***** Supplied records

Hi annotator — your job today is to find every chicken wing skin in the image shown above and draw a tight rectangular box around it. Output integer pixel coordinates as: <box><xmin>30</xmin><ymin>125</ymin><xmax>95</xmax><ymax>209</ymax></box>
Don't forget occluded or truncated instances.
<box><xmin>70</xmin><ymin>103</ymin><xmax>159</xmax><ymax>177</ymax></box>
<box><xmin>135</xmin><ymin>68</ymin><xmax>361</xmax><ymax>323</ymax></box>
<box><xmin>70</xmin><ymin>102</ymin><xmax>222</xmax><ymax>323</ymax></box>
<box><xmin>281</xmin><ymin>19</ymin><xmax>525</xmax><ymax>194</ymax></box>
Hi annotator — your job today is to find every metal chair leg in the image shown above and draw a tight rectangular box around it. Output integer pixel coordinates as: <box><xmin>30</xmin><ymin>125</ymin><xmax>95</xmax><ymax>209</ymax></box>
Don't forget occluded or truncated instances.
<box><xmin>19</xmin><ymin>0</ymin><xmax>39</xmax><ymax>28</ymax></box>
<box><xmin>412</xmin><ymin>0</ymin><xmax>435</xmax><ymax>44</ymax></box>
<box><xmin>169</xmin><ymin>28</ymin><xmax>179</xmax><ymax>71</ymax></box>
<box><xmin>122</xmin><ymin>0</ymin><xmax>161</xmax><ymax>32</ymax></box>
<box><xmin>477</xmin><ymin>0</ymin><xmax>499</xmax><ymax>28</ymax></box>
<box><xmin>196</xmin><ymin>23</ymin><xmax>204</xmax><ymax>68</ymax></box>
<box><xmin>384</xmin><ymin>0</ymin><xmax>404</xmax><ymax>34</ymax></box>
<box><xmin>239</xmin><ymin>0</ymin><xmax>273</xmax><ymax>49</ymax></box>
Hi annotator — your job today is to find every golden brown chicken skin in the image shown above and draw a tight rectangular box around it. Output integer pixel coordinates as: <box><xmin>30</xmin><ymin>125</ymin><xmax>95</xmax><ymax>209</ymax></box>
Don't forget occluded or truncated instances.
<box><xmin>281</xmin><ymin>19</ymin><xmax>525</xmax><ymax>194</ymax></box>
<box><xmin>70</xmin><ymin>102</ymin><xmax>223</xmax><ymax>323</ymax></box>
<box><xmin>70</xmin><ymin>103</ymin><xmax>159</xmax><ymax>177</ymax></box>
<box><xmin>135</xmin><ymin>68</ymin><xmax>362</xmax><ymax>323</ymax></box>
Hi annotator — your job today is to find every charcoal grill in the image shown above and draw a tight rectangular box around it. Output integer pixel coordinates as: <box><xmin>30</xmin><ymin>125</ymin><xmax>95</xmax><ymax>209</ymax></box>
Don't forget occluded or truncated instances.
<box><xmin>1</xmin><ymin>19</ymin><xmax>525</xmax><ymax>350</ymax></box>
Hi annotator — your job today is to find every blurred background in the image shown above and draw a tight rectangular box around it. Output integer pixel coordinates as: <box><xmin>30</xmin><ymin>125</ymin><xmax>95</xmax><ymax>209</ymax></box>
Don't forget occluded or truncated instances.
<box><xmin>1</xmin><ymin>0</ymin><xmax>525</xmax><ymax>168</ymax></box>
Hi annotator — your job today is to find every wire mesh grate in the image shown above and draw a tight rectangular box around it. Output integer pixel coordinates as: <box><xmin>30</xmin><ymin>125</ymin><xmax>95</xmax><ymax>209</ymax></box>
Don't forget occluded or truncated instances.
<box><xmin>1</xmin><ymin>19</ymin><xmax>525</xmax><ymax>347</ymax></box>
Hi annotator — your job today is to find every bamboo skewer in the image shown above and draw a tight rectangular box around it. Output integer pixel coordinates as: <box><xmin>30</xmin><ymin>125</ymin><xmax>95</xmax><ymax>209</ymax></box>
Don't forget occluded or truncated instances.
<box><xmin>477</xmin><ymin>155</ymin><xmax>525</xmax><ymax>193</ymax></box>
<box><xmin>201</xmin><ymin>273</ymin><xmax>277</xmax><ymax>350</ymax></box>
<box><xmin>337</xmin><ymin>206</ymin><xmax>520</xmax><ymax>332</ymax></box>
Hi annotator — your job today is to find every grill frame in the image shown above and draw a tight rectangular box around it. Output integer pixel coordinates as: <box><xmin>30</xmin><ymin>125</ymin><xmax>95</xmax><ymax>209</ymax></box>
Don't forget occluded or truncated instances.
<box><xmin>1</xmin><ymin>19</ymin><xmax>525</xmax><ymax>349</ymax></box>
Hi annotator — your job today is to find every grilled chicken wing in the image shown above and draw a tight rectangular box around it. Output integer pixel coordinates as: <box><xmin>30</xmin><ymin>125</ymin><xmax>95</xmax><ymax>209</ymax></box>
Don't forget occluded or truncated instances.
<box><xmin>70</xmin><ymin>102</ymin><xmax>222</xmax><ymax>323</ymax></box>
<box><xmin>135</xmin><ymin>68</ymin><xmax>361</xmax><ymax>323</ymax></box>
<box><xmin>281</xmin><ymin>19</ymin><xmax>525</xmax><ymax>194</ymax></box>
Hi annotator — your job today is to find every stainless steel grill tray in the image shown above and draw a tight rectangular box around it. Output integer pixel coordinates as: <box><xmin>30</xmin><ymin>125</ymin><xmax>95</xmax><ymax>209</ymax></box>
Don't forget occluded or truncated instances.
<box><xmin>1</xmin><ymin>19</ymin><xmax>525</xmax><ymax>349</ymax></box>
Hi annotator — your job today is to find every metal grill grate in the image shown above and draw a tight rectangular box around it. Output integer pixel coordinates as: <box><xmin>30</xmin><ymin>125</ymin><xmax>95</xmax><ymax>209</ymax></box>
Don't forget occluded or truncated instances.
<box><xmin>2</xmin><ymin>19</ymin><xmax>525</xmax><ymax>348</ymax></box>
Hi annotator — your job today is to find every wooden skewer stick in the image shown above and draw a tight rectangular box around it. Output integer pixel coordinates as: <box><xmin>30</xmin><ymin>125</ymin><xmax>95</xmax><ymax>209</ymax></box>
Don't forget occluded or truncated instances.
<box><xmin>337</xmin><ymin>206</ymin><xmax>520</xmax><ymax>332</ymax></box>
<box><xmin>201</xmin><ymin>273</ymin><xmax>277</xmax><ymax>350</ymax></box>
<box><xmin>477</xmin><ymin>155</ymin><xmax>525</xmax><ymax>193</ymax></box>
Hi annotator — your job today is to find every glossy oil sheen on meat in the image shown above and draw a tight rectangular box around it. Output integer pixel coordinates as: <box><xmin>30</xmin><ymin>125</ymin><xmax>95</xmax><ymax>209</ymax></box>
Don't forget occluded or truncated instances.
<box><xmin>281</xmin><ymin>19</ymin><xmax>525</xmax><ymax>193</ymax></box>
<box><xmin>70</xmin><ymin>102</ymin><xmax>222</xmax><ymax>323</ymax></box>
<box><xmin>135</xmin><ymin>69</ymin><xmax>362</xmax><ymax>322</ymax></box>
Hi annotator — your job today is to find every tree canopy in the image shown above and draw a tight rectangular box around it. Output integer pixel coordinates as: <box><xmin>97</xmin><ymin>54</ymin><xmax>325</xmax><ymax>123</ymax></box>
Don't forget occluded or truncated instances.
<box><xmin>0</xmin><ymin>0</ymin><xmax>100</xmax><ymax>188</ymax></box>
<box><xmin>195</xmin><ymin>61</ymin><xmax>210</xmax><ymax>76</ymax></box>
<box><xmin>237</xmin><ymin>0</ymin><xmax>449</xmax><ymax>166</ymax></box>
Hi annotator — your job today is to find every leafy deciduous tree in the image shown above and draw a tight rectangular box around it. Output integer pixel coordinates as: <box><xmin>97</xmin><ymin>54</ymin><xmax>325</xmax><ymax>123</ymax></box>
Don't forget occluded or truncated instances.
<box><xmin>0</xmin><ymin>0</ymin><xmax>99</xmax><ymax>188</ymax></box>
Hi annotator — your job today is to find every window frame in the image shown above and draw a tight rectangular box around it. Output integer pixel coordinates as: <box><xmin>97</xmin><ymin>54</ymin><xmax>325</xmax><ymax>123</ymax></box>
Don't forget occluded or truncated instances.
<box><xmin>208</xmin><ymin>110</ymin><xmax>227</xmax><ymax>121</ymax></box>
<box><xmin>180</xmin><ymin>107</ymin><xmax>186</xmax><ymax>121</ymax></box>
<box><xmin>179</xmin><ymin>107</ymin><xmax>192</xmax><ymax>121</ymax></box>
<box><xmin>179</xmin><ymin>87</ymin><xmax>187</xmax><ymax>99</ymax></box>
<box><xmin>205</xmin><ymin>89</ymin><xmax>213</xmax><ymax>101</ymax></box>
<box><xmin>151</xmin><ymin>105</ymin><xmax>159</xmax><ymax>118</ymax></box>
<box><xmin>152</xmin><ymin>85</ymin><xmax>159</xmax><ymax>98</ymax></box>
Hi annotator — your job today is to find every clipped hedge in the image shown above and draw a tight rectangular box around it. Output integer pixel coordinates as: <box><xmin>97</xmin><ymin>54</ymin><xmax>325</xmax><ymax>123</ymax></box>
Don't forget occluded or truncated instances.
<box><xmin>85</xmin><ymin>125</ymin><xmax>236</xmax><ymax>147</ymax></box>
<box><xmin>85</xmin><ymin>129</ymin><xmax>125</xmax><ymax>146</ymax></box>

**********

Reproduce the lines of the entries above from the one with "every grill frame" to the one with "Hi annotator — your job today is to find every grilled", both included, exactly and without any other line.

Hi annotator — your job today is to find every grill frame in the image shown above and draw a tight rectangular box around it. Output integer pixel coordinates as: <box><xmin>30</xmin><ymin>125</ymin><xmax>95</xmax><ymax>209</ymax></box>
Don't forget occluded or truncated instances.
<box><xmin>1</xmin><ymin>19</ymin><xmax>525</xmax><ymax>349</ymax></box>
Hi annotator — your job today is to find every grilled chicken wing in the image shown above and draw a tight rectangular box around it. Output integer pixel coordinates as: <box><xmin>30</xmin><ymin>125</ymin><xmax>95</xmax><ymax>209</ymax></box>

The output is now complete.